THE TASK: Extend the text on New York's arts and economy, picking up after its last sentence.

There is a long held and direct connection between New York’s economic vitality and its role as the country’s leading center of the arts. Great wealth, created and headquartered here, has brought a strong philanthropic tradition eager to create world class cultural institutions which bear names like Carnegie, Frick, Guggenheim, Rockefeller and Whitney , to name just a few.  You see those names across many of our most prominent cultural institutions though they are the old guard. Some of the more recent philanthropists include names like Bloomberg, Schwarzman, Geffen, Diller, and Lauder. Some of their names have supplanted older institutional names, which is the prerogative of the mega donor, and they have contributed hundreds of millions of dollars to institutions like the NY Public Library, the Whitney Museum, Lincoln Center and the High Line.




The relationship between artistic effervescence and the city’s economic power is direct and symbiotic, but the larger, well known museums and concert halls are only the tip of the iceberg. In a city whose artistic vibrancy is ascendant in every branch of the arts, there are many locales and groups other than our best known cultural centers where creativity flourishes. These are the incubators and trend setters of what is developing. Those efforts are often sustained through philanthropy as well. For example, former Mayor Bloomberg gave away $254 million in 2009 to almost 1,400 nonprofit organizations.

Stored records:
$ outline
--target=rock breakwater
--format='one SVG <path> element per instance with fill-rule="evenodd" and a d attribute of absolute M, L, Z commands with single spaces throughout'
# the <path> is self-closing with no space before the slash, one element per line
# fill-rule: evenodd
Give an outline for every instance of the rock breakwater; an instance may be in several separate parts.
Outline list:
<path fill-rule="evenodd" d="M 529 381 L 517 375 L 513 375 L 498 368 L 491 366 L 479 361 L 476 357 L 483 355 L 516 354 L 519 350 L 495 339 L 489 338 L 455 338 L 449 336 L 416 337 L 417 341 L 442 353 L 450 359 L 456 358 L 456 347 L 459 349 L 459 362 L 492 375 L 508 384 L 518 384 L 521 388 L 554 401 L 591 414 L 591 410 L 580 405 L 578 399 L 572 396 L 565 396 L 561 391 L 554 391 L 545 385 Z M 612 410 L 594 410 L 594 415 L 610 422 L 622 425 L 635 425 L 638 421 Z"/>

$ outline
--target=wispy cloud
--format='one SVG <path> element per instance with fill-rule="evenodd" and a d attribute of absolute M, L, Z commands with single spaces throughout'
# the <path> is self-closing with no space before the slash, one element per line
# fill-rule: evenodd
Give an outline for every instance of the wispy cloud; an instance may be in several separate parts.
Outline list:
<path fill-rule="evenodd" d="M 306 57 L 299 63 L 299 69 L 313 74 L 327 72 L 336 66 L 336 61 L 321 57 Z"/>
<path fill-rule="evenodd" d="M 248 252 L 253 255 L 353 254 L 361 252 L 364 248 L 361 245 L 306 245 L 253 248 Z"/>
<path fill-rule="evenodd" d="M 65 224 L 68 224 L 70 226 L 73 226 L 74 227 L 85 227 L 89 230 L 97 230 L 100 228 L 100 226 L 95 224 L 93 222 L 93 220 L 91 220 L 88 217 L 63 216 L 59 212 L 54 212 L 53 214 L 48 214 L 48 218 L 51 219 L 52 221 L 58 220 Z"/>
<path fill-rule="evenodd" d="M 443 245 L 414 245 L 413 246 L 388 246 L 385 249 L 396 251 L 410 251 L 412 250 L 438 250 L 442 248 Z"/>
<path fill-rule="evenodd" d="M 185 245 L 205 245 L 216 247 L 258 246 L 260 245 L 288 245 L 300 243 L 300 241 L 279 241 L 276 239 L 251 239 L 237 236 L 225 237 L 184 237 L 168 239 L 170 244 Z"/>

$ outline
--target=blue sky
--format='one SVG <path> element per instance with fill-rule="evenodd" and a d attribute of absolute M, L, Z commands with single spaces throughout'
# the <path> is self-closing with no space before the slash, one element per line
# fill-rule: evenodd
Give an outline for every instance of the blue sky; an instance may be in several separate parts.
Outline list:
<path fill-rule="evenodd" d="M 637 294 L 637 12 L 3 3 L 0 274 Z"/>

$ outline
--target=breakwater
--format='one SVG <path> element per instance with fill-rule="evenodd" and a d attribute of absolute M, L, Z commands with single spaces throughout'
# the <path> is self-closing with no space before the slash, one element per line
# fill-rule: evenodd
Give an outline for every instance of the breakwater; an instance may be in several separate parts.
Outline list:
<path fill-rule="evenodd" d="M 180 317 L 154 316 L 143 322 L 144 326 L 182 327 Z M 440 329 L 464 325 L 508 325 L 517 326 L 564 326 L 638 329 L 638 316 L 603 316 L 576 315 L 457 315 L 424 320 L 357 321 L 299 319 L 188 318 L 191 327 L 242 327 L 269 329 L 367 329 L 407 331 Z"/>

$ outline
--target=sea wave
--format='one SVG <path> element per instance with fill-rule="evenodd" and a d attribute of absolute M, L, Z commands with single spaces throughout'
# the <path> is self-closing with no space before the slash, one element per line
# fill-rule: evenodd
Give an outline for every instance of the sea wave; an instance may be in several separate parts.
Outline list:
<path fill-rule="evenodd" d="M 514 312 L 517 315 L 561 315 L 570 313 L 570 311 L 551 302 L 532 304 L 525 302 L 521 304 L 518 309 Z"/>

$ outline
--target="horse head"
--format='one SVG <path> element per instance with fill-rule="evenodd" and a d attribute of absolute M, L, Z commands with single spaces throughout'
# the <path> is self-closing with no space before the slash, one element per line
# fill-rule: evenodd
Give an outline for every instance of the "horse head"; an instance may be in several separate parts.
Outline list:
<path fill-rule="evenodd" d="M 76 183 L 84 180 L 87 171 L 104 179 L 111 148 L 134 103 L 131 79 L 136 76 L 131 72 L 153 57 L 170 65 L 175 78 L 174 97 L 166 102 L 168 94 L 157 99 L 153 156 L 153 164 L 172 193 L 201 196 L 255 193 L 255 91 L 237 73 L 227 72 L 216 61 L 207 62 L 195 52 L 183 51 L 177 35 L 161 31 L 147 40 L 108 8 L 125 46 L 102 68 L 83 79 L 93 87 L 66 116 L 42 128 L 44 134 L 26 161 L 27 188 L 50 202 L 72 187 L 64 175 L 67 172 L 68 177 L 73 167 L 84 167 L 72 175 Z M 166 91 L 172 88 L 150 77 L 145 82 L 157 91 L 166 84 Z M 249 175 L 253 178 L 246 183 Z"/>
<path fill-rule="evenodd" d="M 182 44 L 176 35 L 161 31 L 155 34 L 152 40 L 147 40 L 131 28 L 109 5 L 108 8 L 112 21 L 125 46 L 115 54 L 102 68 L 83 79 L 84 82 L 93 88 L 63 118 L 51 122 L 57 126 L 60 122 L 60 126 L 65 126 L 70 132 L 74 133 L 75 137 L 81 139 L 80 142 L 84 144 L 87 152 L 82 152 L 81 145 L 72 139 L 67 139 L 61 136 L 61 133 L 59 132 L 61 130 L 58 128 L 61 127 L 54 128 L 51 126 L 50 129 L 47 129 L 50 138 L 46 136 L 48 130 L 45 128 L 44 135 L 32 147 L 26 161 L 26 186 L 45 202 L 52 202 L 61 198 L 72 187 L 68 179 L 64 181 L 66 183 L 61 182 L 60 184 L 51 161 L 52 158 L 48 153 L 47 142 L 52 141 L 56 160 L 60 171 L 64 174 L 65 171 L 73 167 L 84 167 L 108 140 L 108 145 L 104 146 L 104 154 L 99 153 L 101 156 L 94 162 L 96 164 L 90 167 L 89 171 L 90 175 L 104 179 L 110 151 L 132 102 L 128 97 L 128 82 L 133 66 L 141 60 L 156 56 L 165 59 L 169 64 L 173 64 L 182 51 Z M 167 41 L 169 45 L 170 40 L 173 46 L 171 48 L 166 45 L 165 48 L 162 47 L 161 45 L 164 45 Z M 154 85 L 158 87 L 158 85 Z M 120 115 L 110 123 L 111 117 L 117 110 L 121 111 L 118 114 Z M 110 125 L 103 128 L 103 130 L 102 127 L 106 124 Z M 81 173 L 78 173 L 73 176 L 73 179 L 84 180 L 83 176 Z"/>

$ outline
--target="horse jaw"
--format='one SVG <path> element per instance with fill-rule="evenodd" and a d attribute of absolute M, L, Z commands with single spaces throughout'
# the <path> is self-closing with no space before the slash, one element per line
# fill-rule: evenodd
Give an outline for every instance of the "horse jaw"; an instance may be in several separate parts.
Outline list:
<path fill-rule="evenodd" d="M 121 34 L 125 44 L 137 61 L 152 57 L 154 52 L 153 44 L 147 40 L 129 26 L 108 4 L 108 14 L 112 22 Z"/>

YOUR RESPONSE:
The city’s artistic showcases, formerly largely centered uptown, long ago spread to (now former) grittier neighborhoods of Manhattan like Chelsea, Soho, Tribeca, and the Lower East Side. Those moves, in turn, have spread to Brooklyn , with Williamsburg and Bushwick leading the way. In Queens Long Island City’s PS 1, now connected to MoMA, is the epicenter of that community’s artists. And in the Bronx Mott Haven has become a haven for local artists and performers, as is Snug Harbor on Staten Island.



These moves to other, formerly far flung areas, are primarily economic. Where formerly, the artistic vanguard was largely located in downtown Manhattan, this is no longer possible with the exorbitant rents of Manhattan. The aspiring playwright or musician can no longer find the little garret apartment on Charles or Bleecker St, or even Avenue C. This has caused those communities to spread out to more affordable neighborhoods, all over town.

New York City’s explosive growth occurred as the center of American commerce. In turn it is also became the primary trading zone of artistic and creative services.


As long as the city leads the nation in raising capital, it will remain the country’s creative capital as well.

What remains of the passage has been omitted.